> _Task directions_
Set down every line of the records below word for word, and leave the picture out.

----- Recorded information

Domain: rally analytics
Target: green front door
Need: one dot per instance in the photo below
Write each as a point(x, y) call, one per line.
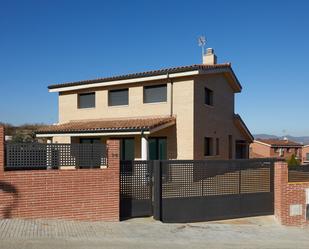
point(157, 148)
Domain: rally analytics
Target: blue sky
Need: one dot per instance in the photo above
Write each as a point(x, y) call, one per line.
point(46, 42)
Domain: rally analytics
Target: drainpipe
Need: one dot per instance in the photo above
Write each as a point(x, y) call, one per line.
point(171, 95)
point(144, 146)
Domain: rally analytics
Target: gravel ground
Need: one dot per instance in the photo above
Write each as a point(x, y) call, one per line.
point(261, 232)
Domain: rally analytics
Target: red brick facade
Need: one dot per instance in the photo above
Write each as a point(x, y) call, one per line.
point(287, 194)
point(81, 194)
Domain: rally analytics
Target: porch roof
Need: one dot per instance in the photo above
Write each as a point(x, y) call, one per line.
point(148, 124)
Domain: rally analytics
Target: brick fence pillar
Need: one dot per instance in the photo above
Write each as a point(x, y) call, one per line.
point(281, 182)
point(2, 136)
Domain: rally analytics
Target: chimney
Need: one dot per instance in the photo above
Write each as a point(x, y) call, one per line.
point(209, 58)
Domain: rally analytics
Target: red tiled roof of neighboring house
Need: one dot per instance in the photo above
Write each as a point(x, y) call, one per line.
point(215, 68)
point(108, 125)
point(279, 142)
point(242, 126)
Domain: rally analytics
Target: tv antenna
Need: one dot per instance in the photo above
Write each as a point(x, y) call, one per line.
point(202, 43)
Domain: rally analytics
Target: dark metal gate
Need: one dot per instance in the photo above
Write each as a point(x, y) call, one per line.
point(213, 190)
point(135, 189)
point(188, 190)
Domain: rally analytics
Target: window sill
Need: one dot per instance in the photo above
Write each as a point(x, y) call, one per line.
point(87, 108)
point(212, 156)
point(117, 106)
point(155, 103)
point(209, 106)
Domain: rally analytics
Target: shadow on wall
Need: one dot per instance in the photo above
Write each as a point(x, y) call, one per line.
point(9, 196)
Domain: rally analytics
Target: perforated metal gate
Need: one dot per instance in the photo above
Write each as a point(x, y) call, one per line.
point(188, 191)
point(212, 190)
point(135, 189)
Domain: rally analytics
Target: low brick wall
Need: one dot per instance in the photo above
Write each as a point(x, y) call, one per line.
point(290, 198)
point(79, 194)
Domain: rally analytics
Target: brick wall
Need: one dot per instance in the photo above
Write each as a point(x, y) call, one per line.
point(290, 198)
point(81, 194)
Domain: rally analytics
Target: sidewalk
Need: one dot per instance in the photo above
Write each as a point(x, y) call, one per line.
point(261, 232)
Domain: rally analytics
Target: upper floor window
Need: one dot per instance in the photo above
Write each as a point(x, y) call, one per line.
point(157, 93)
point(209, 99)
point(217, 146)
point(86, 100)
point(118, 97)
point(208, 150)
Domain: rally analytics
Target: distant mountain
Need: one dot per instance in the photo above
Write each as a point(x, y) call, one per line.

----------

> _Solution to this task_
Domain: rally analytics
Target: green front door
Need: one dot per instance in the photo below
Write each as a point(x, y) call, one per line.
point(157, 148)
Domain: rally analytics
Target: blue sky
Need: one dot per instance in the photo above
Write each as a point(x, y) call, one per line.
point(46, 42)
Domain: rally analytics
Target: drainpipe
Need: one dot per instance in the photo above
Write each as a point(x, y) call, one per line.
point(171, 95)
point(144, 146)
Domain: rally analytics
Target: gravel ground
Need: one dot per instance in the photo above
Write each as a point(x, y) call, one per line.
point(261, 232)
Domain: rally analytics
Target: red brick facade
Need: one dot per instance in the photo above
Write each as a point(x, y) call, one per line.
point(287, 194)
point(81, 194)
Domain: rally analytics
Target: porch roof
Need: one dot per instance in the photo above
Write each as a point(x, y) call, one per line.
point(148, 124)
Domain: rally analytics
Target: brick fence pillar
Need: one dot per instance in the photo above
Write each as a point(x, y) call, one per line.
point(281, 182)
point(2, 136)
Domain: rally analytics
Target: chimney
Need: one dot per instance in the photo above
Write each as a point(x, y) call, one per line.
point(209, 58)
Domain: rally analytics
Target: red tiled roof of neighboring house
Need: one dot per instance in the photo above
Write each as a point(x, y) call, one per line.
point(215, 68)
point(108, 125)
point(279, 142)
point(242, 126)
Domain: rally analytics
Target: tv antenna
Need: one dot per instance in the photo above
Write each as a point(x, y) call, one per line.
point(202, 43)
Domain: rally analytics
Target: dark metal gate
Need: one dot per instance in the photo above
Write each as a point(x, y) call, one per line.
point(213, 190)
point(135, 189)
point(188, 190)
Domain: rally analytics
Target: window sill
Need: one dot per instance in the photo above
Write each as a point(x, y) call, one per line.
point(87, 108)
point(212, 156)
point(117, 106)
point(155, 103)
point(209, 106)
Domain: rally analytics
Target: shadow on wall
Need: one dot per instance in the photo above
Write each as a point(x, y) call, one per line.
point(9, 196)
Domain: rally analytics
Target: perforated metal gate
Need: one dot per instance in the photo above
Write each as a point(x, y) call, one per line.
point(188, 191)
point(212, 190)
point(135, 189)
Domain: rally analytics
Target: low brick wall
Need: one dot per instance in the photo above
Write each as a point(x, y) call, one per line.
point(290, 198)
point(79, 194)
Domain: rally analytics
Target: brick wall
Need: one dot per instance in the photo above
Write each as a point(x, y) call, one per line.
point(290, 198)
point(81, 194)
Domain: rally analytics
Target: sidewalk
Need: one dot per instance in the photo above
Write each as a point(x, y) call, one per line.
point(261, 232)
Domain: rally analytics
Target: upper floor window
Need: one dot per instance in the photo above
Write each as a point(x, y) call, one per line.
point(157, 93)
point(209, 99)
point(217, 146)
point(86, 100)
point(118, 97)
point(208, 150)
Domain: rally analytics
Target: distant mountain
Need: one dot per instance in the photo above
Write each as a point(x, y) call, one per line.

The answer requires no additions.